-- Objective --
Gather every line in the listing below that contains the word "dark", and copy each such line in full.

(Collected data entries)

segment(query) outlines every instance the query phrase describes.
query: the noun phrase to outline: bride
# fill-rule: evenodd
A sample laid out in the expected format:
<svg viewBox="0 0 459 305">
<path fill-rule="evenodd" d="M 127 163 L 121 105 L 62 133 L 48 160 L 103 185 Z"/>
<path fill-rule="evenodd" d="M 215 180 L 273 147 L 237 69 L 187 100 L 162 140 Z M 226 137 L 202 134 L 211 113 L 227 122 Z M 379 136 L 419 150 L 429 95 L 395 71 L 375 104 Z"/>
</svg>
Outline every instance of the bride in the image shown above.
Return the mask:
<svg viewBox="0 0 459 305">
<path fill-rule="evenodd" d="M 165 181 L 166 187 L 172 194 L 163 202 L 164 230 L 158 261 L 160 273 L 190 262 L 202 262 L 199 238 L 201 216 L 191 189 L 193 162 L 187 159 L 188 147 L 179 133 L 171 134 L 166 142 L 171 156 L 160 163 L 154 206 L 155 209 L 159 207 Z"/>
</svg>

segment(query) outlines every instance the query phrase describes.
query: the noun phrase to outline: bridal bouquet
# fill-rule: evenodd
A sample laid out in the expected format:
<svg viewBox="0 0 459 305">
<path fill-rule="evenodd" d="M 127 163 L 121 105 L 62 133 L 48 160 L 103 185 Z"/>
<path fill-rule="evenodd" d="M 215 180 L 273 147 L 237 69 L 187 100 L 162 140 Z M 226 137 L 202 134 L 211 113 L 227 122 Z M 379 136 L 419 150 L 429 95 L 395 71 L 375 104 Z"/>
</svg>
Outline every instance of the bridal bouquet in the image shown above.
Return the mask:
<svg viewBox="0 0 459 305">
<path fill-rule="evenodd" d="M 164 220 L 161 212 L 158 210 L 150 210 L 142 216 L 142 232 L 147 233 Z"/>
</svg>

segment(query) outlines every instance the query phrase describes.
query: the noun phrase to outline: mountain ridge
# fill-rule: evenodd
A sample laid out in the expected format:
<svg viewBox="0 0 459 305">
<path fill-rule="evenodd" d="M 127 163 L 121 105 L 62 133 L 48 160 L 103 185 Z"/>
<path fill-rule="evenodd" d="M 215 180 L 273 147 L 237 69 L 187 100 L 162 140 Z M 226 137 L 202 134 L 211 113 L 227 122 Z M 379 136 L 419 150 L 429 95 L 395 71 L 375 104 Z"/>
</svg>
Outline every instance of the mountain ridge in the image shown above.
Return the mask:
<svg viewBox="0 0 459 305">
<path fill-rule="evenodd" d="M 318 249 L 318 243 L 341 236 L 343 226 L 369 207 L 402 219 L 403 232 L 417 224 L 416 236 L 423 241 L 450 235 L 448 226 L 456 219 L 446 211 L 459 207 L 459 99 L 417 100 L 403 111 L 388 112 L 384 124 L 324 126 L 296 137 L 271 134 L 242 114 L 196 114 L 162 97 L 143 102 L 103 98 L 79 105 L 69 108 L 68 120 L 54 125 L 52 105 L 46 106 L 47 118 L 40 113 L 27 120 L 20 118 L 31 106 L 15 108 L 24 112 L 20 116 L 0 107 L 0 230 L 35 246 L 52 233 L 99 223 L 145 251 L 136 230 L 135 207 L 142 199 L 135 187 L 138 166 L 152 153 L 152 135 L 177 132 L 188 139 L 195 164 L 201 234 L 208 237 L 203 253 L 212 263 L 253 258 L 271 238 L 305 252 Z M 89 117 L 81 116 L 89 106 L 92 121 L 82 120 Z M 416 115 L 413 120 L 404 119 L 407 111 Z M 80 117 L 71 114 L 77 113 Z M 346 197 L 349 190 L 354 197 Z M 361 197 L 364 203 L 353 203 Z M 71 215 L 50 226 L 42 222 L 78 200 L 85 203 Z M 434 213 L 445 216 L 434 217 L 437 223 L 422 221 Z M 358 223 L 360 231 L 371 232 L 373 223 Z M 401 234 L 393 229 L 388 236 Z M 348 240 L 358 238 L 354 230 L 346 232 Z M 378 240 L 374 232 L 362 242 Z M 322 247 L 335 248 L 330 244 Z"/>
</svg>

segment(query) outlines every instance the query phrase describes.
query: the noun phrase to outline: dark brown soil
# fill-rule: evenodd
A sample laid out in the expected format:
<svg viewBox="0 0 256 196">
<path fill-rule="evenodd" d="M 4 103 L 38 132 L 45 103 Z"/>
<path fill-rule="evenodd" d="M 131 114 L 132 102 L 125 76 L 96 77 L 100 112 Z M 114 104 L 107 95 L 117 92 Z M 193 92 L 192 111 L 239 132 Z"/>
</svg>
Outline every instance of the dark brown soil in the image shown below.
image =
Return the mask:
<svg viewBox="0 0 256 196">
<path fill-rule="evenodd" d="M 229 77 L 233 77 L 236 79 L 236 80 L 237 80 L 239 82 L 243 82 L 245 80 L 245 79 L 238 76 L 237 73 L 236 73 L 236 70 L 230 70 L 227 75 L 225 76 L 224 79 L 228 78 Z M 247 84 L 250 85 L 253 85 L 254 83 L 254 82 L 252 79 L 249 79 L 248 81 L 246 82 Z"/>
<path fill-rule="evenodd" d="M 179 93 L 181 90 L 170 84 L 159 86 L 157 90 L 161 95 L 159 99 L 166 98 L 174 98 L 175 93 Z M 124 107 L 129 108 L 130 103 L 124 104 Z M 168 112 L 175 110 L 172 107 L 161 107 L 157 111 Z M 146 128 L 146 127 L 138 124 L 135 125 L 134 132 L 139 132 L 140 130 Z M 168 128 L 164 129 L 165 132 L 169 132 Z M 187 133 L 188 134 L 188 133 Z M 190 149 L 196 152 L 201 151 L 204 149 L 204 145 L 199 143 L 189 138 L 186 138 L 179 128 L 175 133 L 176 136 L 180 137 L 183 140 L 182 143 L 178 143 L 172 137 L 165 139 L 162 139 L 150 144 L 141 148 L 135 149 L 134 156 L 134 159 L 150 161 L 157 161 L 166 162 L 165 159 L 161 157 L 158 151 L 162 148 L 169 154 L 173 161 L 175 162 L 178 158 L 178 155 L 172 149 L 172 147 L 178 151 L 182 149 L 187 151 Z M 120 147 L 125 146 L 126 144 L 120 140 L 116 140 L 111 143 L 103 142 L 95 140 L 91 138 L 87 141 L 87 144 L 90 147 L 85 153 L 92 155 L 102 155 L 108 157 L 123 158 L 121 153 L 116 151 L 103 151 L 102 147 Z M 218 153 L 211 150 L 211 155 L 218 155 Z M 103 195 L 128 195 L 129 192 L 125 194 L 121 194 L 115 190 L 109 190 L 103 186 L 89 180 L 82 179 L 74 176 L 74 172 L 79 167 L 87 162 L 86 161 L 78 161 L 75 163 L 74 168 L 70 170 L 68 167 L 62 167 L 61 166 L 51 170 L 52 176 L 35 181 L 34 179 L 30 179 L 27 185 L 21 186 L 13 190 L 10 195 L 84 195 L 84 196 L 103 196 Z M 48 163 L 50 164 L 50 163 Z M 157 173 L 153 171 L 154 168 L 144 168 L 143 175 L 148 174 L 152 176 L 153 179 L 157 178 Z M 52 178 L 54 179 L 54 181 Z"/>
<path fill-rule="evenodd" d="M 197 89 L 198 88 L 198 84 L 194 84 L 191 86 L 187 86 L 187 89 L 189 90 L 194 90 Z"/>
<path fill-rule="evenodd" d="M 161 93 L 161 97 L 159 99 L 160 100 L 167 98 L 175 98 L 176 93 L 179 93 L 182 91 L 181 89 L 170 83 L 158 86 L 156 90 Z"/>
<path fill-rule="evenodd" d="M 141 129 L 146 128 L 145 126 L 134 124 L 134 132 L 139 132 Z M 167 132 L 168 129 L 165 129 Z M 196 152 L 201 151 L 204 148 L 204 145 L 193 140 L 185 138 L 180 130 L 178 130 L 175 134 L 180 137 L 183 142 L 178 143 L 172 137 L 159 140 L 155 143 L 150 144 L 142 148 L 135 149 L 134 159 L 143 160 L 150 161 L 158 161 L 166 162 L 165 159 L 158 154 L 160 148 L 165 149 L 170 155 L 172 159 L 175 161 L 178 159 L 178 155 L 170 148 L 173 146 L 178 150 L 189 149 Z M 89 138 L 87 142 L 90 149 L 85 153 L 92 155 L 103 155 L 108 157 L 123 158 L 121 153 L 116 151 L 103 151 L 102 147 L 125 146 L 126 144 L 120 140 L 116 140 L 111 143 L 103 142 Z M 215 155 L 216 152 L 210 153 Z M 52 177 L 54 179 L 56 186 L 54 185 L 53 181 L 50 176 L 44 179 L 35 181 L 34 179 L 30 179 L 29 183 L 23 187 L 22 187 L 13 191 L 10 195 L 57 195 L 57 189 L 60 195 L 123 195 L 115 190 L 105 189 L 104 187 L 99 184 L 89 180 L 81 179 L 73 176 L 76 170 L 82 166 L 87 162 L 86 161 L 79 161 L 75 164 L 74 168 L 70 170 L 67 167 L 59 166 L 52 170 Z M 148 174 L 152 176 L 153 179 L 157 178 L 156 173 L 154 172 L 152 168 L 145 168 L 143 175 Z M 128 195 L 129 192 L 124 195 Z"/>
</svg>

-- The output --
query: the noun phrase to outline: dark brown soil
Outline every instance of the dark brown soil in the image shown below.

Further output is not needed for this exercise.